• **阅读短文**:
····················

大意是:“自从您派我留守,我日日夜夜绷紧一根弦。最近各路情报汇总过来,敌人快崩溃了。我谋划了一个反攻路线图,派王彦率部攻打东路;派王再兴率部攻打西路,夺回您家祖坟;派马扩率部从中路进军,那谁那谁谁谁谁作为战略支援力量。一旦打过黄河收复失地,那些被迫当了伪军的百万民间力量还不马上起义?这时候您再去怀柔一下契丹人,反正跟咱以前也结盟过。然后您再派两队外交官,一路去东边的高丽,一路去西夏,只要巧舌如簧,讲清楚利害关系,还愁他们不出兵?到时候您就能把咱那两位当了俘虏的前任皇帝接回来。这事做成,您就可以make 大宋 great again了。”
没有哪两次失败是相同的
宗泽不会知道,没过多久,赵构果然派遣了俩特使去了高丽,见了高丽的领导王楷。使命很简单,借着请高丽护送自己去金国救回被俘的两个皇帝的由头试探联合高丽的可能性。王楷反问:“你们山东还没丢呢,何不从烟台跨过渤海海峡自己去??”特使回答:“也行,不过没有借道您家来得近便。”王楷又不傻,又不好意思自己把话挑明,就派了个叫傅俏的去“大朝”(高丽称宋为大朝)特使下榻宾馆带话。

····················

• **数据条目**:
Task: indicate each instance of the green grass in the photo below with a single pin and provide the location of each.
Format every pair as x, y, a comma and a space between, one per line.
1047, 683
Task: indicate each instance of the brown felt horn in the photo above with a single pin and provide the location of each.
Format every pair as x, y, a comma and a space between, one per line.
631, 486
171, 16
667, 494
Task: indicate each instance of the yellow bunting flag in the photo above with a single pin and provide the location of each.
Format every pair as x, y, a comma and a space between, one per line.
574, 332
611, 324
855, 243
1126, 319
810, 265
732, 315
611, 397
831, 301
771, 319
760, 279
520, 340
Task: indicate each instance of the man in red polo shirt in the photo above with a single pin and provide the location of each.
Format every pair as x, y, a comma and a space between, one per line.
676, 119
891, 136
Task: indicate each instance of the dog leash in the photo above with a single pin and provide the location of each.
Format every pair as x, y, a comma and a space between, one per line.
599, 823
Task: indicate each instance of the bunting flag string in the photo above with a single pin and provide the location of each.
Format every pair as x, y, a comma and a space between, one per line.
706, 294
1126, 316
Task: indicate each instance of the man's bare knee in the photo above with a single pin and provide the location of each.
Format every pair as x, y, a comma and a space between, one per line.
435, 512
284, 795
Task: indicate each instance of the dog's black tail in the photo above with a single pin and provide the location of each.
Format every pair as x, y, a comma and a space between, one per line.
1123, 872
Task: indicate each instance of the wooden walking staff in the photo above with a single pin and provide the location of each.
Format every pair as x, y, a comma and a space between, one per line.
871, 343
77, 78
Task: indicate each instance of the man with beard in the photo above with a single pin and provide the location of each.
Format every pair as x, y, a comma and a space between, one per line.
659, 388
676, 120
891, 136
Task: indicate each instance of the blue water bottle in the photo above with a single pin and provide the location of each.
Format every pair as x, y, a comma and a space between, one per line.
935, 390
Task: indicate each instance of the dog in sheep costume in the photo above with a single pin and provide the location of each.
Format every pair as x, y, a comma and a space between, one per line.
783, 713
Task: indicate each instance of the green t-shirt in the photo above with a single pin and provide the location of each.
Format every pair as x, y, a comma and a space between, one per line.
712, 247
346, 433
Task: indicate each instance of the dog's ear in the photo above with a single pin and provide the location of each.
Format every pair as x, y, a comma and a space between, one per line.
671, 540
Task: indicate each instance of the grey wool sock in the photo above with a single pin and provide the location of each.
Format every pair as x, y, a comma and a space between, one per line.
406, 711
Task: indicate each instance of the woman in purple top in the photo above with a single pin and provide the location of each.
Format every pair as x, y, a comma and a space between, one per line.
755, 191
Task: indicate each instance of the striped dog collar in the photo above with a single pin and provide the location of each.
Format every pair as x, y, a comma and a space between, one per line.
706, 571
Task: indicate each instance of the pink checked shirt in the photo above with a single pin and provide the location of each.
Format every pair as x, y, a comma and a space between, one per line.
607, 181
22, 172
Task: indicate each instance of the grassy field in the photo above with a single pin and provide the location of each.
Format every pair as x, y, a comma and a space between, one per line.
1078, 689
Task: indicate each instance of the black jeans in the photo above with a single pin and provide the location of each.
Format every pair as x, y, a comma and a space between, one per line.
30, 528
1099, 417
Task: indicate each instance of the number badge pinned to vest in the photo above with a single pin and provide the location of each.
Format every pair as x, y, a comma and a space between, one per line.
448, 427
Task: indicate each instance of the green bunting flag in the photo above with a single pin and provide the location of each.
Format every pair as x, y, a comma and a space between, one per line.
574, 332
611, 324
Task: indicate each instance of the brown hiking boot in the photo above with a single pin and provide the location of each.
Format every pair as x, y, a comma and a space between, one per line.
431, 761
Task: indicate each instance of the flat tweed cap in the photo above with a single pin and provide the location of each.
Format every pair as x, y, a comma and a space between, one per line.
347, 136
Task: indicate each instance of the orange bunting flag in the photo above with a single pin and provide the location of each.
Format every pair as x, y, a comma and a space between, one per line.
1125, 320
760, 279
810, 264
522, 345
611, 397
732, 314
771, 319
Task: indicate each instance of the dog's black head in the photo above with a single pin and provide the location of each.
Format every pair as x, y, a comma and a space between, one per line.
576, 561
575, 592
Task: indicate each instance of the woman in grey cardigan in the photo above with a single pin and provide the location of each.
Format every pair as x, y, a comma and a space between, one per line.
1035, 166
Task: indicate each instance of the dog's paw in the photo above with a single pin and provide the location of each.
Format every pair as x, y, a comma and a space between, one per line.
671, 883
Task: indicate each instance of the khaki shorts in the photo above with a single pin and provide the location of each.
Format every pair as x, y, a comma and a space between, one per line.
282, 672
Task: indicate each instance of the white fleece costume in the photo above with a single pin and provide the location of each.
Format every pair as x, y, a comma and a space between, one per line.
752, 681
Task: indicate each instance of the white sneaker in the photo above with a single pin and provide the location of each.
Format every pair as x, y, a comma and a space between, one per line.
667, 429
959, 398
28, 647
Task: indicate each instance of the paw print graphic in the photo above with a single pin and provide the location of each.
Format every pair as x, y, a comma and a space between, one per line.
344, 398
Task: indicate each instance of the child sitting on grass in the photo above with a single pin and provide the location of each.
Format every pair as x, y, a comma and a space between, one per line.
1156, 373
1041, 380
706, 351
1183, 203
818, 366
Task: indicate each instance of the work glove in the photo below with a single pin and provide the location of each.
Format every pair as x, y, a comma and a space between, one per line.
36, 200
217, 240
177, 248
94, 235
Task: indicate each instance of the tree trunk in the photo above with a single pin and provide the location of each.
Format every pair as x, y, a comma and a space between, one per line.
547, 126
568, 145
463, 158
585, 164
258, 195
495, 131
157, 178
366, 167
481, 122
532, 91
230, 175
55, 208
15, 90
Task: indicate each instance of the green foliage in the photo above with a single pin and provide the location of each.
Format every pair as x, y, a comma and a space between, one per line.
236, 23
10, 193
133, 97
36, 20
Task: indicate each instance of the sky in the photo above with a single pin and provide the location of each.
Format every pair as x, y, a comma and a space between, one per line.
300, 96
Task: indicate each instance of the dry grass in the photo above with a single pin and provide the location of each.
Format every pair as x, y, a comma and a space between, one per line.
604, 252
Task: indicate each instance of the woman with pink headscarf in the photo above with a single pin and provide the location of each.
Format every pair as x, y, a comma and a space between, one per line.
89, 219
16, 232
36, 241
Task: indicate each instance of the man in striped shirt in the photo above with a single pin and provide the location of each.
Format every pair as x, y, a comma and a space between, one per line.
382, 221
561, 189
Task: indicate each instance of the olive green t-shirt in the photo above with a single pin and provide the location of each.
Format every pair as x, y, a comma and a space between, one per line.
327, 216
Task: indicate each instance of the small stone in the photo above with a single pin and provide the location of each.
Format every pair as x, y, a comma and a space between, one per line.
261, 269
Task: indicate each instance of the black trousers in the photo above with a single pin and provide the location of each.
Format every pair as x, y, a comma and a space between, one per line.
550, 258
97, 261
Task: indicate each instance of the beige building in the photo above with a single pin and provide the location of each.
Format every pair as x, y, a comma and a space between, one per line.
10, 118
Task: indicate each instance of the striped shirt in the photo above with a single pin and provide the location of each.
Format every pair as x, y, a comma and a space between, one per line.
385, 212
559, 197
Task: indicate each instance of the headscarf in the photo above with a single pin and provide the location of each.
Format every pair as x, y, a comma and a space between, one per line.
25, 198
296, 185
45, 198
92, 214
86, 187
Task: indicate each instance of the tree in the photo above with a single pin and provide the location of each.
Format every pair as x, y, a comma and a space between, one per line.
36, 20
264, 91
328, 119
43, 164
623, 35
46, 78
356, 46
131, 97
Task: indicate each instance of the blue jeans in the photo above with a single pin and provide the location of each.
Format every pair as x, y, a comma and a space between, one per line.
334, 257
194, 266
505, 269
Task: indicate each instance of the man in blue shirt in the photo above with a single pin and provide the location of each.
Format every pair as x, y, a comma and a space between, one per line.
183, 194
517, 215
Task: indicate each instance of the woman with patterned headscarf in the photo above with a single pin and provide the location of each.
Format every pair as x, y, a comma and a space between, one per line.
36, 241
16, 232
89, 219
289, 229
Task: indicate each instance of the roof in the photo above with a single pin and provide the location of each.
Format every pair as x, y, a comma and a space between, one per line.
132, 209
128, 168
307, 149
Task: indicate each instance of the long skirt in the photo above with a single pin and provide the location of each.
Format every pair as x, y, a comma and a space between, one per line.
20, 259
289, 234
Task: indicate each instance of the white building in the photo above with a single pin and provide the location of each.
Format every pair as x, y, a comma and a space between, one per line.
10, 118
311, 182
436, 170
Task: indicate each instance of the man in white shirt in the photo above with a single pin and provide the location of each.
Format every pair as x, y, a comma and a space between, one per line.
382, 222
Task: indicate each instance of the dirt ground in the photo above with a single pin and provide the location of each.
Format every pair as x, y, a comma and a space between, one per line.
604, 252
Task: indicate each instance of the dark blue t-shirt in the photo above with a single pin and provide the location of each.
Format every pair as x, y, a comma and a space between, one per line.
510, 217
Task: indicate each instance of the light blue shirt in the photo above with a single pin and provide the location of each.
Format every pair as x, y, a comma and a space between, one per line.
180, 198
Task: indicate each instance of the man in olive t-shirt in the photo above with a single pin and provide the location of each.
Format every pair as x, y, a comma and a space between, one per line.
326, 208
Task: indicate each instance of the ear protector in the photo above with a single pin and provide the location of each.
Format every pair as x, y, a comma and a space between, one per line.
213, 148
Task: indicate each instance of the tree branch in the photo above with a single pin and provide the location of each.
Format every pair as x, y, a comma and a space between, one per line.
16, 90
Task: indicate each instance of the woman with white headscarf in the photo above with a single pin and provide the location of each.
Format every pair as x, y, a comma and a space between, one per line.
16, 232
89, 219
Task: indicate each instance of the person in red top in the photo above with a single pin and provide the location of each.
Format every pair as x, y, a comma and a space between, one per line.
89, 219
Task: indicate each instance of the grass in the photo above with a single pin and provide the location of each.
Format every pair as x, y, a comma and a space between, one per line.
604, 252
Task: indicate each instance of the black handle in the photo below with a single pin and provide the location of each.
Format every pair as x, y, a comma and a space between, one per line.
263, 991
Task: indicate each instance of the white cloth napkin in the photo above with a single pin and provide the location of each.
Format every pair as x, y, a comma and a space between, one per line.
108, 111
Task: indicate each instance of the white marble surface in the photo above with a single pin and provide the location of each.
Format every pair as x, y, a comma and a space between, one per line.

····················

• **任务设定 A**: 根据阅读短文,王楷派了谁去特使下榻的宾馆带话?
• **任务设定 B**: 请从阅读短文的最后一句之后往下续写。

• **任务输出 A**: 傅俏。

• **任务输出 B**:
傅俏也不客气,上来就将了一军,他说:“我听说,金国人在造船准备去袭击浙江啊,你们打算怎么办?”特使回答:“金国人,打水战不行,没啥可怕的。”傅俏呛回去:“金国每年跟我们有好多海上贸易,他们水军行不行,我们比你清楚。何况,那嘎达本来是我们的势力范围,现在人家让俺们称臣,剩下的就不用我多说了吧。”俩特使在高丽吃了六十四天泡菜,灰溜溜回去了。
这是外交战线的真实情况,那正面战场呢?虽然宗泽很能打,宋朝的江山还是以前所未有的速度在丢失,陕西和河北,在金国东西两路攻击下,城池丢了一座又一座。有些金兵没费什么气力,城里人开城纳降;有些力战不敌,结局不是“杀”就是“焚”,千万条性命熔在一起,化为史书中的一个字。唯一例外的是河北的中山府(今天石家庄的南边),这个城本来在靖康耻之后就被官方割给了金国,但是一直不降,被金兵围了三年整,城里人饿到拿不动兵器才被攻下。“金见居人瘦瘠,叹而怜之,兵校千馀人皆不杀。”中山府人侥幸逃生的时候,赵构正在带领大家读《论语》。
宗泽死了,岳飞还没熬出来,他在这一年的宋史里还没有一次出场机会。另外,那时候,在背上刺字也还是比较流行的操作,更决绝一点的人都把字刺在脸上。比如那一年政府招募了一支民间抵抗力量,叫“振华军”,军人都在脸上刺“某州振华”。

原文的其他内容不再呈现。